What this task involves
In the entries below, the lines from the one with "<point>240,426</point>" through the one with "Identify the man in" are to be copied exactly; both ends count.

==== Input data ====

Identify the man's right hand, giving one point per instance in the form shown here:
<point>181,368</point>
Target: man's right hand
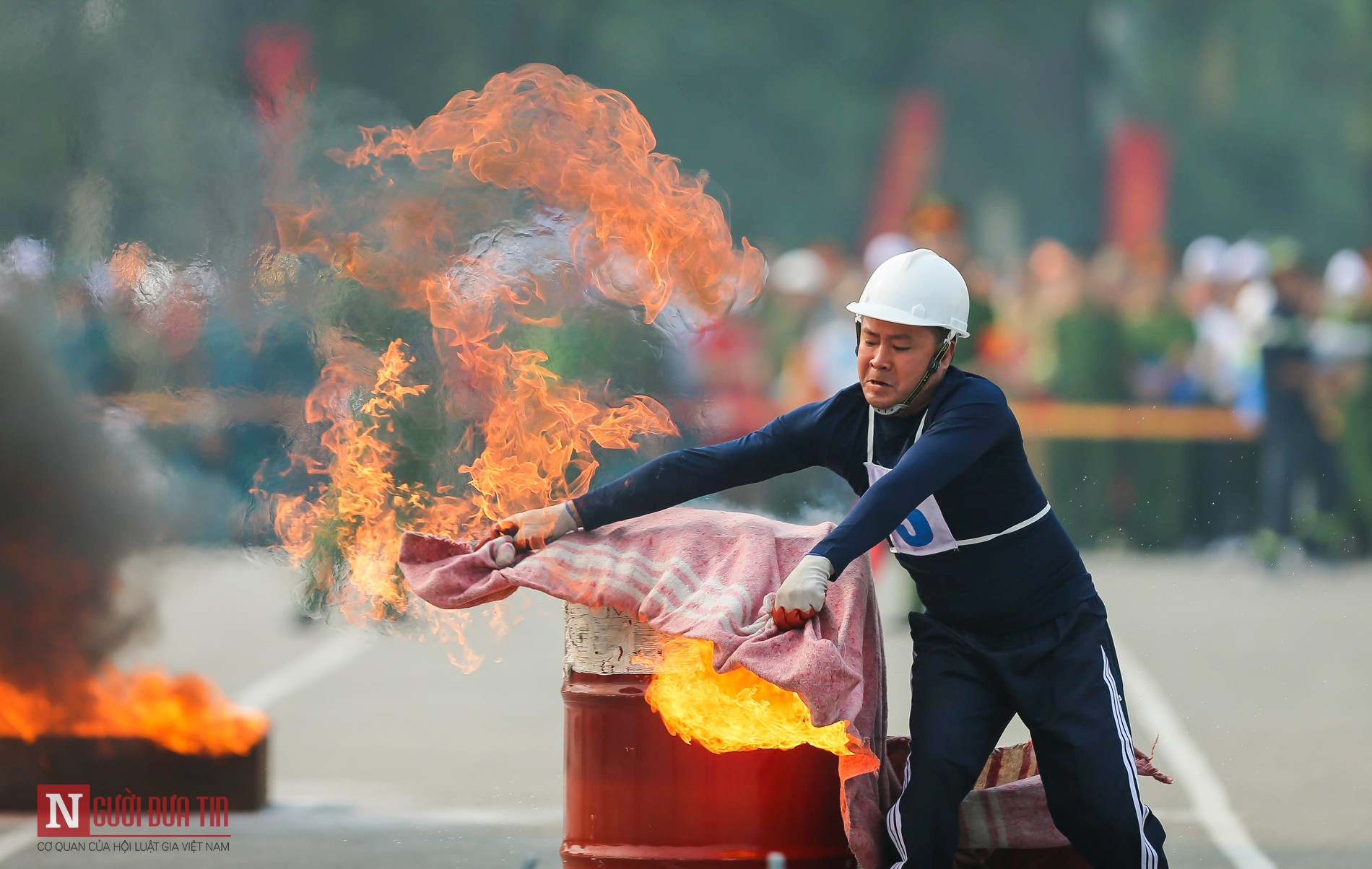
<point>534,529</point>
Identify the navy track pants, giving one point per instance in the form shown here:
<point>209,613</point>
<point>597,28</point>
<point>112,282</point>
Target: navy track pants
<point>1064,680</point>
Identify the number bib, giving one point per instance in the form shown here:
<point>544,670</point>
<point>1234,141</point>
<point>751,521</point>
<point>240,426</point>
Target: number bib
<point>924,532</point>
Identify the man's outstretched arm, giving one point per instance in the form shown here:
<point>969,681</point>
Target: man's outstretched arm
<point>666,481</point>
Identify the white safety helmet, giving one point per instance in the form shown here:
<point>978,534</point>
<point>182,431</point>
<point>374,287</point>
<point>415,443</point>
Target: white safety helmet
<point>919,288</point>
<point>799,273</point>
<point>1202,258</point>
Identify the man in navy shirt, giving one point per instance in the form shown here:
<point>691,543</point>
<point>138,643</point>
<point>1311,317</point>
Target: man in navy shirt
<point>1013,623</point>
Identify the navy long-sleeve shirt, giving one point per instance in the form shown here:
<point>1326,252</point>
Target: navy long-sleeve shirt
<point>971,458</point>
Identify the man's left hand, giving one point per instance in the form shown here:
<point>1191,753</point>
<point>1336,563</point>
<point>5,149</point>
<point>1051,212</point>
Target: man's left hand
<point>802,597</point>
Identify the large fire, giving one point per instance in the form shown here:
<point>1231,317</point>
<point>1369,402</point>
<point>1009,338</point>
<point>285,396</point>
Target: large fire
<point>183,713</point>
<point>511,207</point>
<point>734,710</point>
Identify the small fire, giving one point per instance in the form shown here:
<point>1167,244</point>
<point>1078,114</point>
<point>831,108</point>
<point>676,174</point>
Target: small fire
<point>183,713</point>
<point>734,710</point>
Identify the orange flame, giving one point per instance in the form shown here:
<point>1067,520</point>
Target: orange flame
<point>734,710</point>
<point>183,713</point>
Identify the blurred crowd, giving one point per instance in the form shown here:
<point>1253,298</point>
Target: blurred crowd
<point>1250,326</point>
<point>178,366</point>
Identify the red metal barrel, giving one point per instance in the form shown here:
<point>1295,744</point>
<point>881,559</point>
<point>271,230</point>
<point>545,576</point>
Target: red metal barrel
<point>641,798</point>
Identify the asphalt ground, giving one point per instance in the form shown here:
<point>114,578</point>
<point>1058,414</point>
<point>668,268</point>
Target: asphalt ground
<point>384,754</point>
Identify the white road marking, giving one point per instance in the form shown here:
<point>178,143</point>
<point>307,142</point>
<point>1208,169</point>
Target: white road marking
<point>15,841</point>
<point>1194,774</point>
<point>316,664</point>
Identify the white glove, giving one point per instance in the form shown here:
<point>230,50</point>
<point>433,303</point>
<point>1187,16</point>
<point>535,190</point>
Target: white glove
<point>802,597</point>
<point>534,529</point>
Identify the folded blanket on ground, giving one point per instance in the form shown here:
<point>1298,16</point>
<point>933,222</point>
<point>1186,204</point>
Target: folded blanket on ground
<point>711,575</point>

====

Solution
<point>240,426</point>
Target: number bib
<point>924,532</point>
Identify the man's outstretched arm, giving one point per instance in the form shown here:
<point>969,681</point>
Target: man's outstretched arm
<point>666,481</point>
Identify the white safety helmet, giving one point per instance in the form shown here:
<point>978,534</point>
<point>182,431</point>
<point>374,287</point>
<point>415,443</point>
Target: white safety helmet
<point>919,288</point>
<point>799,273</point>
<point>1202,258</point>
Identify the man in navy shirt, giving one point per instance in the form shown here:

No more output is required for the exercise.